## INSTRUCTION
Your task is to repeat the records exactly from the line containing "of the throw" onward, through the final line.

## DATA EXCERPTS
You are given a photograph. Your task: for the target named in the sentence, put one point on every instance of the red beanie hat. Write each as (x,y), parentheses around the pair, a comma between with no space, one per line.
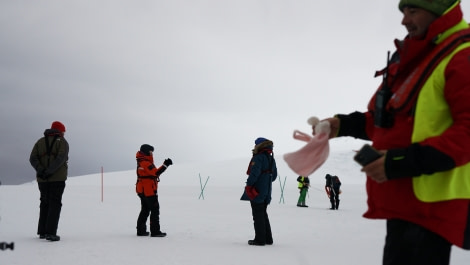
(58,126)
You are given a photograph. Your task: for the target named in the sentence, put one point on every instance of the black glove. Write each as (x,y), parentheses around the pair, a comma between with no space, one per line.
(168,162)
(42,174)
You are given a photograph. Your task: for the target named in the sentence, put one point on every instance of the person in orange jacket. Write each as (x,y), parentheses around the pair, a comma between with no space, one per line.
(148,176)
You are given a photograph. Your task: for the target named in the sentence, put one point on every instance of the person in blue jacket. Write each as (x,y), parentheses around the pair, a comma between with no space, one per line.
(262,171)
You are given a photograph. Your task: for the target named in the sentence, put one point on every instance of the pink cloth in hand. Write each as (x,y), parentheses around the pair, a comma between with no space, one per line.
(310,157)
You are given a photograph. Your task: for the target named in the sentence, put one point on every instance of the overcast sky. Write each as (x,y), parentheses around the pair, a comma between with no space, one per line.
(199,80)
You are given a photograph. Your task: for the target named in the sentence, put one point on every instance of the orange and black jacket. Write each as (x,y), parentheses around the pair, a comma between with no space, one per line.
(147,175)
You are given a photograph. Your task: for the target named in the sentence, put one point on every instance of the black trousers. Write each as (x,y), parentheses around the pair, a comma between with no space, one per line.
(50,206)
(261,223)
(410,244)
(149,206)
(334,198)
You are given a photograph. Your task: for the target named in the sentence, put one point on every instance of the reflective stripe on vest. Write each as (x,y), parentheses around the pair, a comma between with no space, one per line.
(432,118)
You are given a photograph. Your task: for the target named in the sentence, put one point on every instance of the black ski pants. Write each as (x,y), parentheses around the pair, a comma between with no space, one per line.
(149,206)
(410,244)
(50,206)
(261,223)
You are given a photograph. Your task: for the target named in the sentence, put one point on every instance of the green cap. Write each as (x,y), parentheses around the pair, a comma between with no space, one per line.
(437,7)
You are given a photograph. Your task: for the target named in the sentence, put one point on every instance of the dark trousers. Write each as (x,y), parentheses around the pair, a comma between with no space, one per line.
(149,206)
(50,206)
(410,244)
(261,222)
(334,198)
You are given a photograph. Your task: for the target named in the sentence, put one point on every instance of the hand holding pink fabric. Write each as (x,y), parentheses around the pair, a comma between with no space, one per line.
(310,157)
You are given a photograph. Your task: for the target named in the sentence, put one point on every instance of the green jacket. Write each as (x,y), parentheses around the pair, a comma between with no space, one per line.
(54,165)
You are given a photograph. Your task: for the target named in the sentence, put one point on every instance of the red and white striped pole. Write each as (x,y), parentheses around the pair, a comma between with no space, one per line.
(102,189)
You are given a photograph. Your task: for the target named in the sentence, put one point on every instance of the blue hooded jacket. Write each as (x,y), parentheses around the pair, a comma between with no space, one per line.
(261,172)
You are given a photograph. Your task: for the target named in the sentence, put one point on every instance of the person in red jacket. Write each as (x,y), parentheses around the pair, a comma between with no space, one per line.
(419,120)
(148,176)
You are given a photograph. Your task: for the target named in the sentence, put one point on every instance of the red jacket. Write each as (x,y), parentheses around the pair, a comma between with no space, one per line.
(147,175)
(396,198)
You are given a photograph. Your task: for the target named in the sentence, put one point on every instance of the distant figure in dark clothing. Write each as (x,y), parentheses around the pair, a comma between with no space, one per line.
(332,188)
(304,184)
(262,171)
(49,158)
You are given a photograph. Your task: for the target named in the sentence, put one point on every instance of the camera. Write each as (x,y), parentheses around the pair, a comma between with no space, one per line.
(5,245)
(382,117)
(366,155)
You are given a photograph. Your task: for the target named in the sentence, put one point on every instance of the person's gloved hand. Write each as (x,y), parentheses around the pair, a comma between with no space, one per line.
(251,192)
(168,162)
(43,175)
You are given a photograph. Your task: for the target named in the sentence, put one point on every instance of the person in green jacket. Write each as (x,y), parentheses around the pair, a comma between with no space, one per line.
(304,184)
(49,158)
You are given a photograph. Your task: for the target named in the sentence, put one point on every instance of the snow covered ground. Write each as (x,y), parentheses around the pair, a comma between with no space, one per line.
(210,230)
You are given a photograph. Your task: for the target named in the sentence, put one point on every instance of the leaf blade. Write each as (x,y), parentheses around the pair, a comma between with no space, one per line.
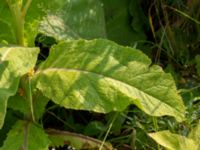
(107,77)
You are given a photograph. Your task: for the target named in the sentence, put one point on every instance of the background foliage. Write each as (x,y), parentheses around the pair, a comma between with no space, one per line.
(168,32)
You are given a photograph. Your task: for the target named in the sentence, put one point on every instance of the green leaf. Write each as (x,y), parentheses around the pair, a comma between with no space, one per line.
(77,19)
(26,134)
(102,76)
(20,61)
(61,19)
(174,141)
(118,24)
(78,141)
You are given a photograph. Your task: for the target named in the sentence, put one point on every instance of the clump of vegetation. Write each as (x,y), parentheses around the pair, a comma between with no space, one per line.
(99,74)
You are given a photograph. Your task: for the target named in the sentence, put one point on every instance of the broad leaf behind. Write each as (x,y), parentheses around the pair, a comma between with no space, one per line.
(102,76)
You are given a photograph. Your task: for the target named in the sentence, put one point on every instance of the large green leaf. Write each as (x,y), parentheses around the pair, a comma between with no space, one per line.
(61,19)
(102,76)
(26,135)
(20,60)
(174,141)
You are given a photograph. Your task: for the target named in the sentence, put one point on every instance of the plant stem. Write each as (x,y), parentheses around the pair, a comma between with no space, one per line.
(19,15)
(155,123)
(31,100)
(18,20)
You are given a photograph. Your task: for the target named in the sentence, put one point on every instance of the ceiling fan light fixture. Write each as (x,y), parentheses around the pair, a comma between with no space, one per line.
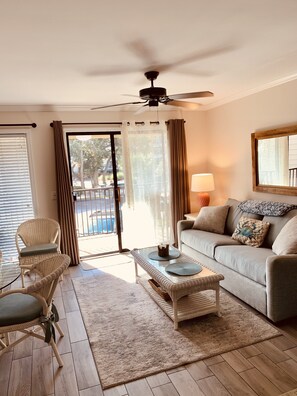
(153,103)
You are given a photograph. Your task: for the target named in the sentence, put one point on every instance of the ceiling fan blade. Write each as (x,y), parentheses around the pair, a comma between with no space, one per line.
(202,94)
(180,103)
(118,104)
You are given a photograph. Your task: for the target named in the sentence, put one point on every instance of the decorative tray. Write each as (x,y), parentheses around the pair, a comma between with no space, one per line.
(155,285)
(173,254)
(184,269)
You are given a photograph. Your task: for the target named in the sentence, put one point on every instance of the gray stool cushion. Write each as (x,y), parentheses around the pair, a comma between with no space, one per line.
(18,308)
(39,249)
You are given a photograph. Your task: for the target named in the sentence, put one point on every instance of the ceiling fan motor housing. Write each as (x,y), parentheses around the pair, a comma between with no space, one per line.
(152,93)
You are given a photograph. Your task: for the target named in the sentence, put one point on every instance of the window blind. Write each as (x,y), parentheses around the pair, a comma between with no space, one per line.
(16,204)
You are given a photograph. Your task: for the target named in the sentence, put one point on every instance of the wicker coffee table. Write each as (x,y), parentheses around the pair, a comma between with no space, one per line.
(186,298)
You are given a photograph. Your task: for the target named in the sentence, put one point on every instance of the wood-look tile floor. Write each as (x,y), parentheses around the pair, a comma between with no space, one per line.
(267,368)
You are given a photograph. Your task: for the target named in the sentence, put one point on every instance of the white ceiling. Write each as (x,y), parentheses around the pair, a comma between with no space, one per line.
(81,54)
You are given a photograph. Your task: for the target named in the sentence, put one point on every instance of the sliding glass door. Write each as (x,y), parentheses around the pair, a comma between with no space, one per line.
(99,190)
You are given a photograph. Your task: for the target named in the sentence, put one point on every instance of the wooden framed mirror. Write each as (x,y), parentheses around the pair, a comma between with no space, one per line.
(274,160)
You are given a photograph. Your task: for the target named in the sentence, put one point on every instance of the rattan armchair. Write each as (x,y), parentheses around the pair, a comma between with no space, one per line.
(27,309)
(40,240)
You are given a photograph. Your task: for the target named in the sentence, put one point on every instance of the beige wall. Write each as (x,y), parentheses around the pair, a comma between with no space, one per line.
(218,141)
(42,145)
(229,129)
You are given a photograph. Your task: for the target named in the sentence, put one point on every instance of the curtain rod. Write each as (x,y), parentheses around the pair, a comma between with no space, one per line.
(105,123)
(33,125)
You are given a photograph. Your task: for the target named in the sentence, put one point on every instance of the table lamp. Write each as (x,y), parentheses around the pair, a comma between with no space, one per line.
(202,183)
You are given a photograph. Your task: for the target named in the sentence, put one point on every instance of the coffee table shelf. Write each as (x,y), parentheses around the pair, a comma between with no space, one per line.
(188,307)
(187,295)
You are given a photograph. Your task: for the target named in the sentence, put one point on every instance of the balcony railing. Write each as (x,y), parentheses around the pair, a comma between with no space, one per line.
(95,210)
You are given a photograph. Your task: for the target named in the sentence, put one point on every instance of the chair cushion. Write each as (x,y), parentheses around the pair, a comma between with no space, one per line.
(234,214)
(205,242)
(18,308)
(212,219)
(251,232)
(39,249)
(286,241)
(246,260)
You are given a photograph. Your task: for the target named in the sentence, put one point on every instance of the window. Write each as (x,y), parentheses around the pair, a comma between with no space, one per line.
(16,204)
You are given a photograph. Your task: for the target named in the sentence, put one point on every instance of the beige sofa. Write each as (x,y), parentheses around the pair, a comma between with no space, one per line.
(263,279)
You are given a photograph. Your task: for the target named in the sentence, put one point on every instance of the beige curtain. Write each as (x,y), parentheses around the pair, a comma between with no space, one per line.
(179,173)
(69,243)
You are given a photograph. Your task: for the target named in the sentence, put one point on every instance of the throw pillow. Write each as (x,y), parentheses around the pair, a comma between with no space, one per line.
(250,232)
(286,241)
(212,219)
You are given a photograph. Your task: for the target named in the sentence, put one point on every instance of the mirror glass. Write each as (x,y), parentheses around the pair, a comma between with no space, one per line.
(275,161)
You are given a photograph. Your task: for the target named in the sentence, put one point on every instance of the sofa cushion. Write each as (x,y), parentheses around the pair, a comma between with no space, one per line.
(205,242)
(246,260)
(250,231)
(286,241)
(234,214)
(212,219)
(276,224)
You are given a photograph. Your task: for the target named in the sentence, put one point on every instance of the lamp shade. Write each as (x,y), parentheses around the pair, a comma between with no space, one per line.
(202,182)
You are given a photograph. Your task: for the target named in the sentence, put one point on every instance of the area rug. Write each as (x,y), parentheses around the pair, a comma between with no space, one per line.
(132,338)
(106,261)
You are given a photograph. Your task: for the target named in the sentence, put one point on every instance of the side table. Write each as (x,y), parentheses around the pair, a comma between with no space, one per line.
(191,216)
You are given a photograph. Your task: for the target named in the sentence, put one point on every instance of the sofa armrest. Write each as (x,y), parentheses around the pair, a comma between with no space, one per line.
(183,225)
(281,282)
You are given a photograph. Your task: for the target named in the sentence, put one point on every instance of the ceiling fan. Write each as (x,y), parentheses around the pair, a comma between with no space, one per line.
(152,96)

## FULL RESPONSE
You are given a photograph. Your task: for the target named in the sentence, put one point on every instance of the throw pillow. Write each as (x,y), parentheses around the pair, a comma between with no space, one per line.
(250,232)
(286,241)
(212,219)
You are given a photograph. Your task: for the target named in the sentence, put one point on every instance of the mirror glass. Write each as (x,y), parentheses around the pair, a comma between with no space, one per line.
(275,161)
You are given a photograph. Your task: for the target named in the sentence, put one point on every instance of the sofa cushion. Write each as (x,y), parentheses around the pair, a comma between with no space, one per line.
(205,242)
(246,260)
(250,231)
(286,241)
(234,214)
(212,219)
(276,224)
You are given a photograph. Your task: for the target named in the sentence, put one point on every instance of the lamp shade. Write each as (x,y), parentheses around the pair, a comma between with no space, one per line.
(202,182)
You are given a photograph. Your task: for the target named in the sentence, put one point on every instance of the area rug. Write each as (x,y), parentheses around the pair, a comma between with no space, one per line.
(132,338)
(106,261)
You are given a photograph. Your task: for the target named in the sentence, put one point on every instance of the side table. Write each as (x,y), parentheses around the pair, a comma between with no space, one per line.
(191,216)
You are given a photograph. Your task: for the target named in the sentence, put one point on every instance of the sofa armrest. Write each as (x,y), parentheses around the pair, a comma between with no space, one per line.
(183,225)
(281,282)
You are given a photograph. Your task: for the target named in the sentence, put one point on every instance of the ceiling fan. Write each as (x,y), parentheses around the pair, a comma between with no space, one per line.
(152,96)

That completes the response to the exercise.